課題の説明:
次の(a)〜(c)の記述が漢方薬研究会の記事の内容と合っているかを「はい」か「いいえ」で答え、判断の決め手となる記事中の語句をそのまま引用して示せ。(a) 研究会の参加者は会場とWebを合わせて38人だった。(b) 今回の研究会のテーマは感冒治療だった。(c) 冷え症の治療では、原因にかかわらず同じ漢方薬を使う。

漢方薬研究会 冷え性に対する漢方薬治療 学ぶ

公開日 2024年07月13日

 6月9日、研究部は協会セミナールームにて漢方薬研究会をWeb併用で開催し、会場22人、Web16人の計38人が参加した。1月に開催した漢方薬研究会に引き続き、韋晴明氏(中野区・セイメイ内科院長)を講師に、前回の漢方薬の基礎知識や感冒治療といった初歩的な内容から発展し、今回は「冷えの漢方治療」をテーマとして開催した。

      
韋 晴明 氏

 講演では冒頭、冷え症の定義、冷えのある患者の特徴、冷え症の原因別の対策や冷え症のタイプ等を紹介した。その後、症状別に冷え症の原因の見分け方を説明し、それぞれどのような漢方薬を処方すべきか具体的な患者の症例とともに解説した。

 冷え症の治療は、同じ症状でも全身の衰え、胃腸機能の低下、循環障害、冷えのぼせなどの原因により使用すべき漢方薬が異なる。原因によって体の水分の不均衡を整える利水薬、内臓機能の改善、血流の改善、体を温める等の効果がある漢方薬をそれぞれ組み合わせ、症状によって薬の量の調整を行うことなどが求められる。

確認用データ:
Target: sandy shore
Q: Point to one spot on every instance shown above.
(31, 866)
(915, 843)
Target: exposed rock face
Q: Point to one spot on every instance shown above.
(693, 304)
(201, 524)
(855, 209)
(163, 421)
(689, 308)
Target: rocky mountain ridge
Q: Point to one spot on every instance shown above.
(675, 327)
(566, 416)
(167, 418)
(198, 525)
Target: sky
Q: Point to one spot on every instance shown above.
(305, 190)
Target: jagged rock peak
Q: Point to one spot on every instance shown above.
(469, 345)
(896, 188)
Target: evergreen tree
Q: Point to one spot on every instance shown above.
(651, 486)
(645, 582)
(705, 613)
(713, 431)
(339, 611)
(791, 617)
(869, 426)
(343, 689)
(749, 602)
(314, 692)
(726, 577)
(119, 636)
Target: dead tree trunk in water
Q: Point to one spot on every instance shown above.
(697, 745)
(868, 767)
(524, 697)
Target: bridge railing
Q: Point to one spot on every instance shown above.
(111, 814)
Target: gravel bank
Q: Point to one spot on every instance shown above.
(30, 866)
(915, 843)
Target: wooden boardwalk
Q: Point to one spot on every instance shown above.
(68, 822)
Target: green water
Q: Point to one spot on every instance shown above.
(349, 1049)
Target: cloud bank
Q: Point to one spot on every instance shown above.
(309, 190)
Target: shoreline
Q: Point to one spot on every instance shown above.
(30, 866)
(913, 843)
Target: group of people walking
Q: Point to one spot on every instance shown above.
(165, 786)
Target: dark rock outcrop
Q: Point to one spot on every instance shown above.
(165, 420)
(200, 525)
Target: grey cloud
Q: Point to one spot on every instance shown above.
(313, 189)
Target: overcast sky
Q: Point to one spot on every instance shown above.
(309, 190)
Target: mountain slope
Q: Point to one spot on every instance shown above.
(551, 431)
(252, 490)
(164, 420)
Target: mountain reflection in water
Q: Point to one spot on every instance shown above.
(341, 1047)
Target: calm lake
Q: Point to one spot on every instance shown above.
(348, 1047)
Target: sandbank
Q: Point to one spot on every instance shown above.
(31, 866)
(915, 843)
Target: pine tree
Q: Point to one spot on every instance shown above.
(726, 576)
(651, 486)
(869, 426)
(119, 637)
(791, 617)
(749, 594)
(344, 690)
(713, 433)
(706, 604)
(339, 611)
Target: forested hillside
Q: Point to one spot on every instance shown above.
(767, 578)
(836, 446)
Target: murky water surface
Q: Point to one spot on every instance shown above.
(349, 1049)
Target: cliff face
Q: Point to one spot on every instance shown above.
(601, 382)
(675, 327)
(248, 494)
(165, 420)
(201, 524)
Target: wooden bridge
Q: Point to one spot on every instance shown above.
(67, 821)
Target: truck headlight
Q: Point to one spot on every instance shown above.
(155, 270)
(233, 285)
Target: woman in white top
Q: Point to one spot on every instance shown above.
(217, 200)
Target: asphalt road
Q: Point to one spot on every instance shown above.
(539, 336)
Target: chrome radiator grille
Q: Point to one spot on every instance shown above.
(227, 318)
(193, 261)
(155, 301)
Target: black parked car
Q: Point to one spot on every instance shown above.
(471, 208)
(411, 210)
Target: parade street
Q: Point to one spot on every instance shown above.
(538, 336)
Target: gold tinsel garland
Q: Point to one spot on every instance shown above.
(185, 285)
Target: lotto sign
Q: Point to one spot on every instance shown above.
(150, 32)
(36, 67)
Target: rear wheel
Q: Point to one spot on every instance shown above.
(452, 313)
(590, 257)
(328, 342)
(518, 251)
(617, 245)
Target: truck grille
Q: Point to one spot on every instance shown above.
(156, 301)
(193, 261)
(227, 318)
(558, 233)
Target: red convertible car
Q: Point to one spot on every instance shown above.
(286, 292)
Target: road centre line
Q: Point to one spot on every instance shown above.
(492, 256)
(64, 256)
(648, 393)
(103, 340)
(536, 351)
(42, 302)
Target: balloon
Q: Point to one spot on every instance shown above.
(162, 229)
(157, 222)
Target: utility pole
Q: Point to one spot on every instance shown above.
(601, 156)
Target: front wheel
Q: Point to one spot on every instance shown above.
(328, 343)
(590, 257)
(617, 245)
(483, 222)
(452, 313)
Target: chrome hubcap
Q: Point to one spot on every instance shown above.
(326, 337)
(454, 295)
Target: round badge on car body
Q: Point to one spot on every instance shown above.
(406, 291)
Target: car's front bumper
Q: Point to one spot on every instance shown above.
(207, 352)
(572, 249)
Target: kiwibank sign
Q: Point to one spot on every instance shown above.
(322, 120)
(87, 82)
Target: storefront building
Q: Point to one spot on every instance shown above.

解答例:
(a) はい。「会場22人、Web16人の計38人が参加した」
(b) いいえ。「今回は「冷えの漢方治療」をテーマとして開催した」
(c) いいえ。「原因により使用すべき漢方薬が異なる」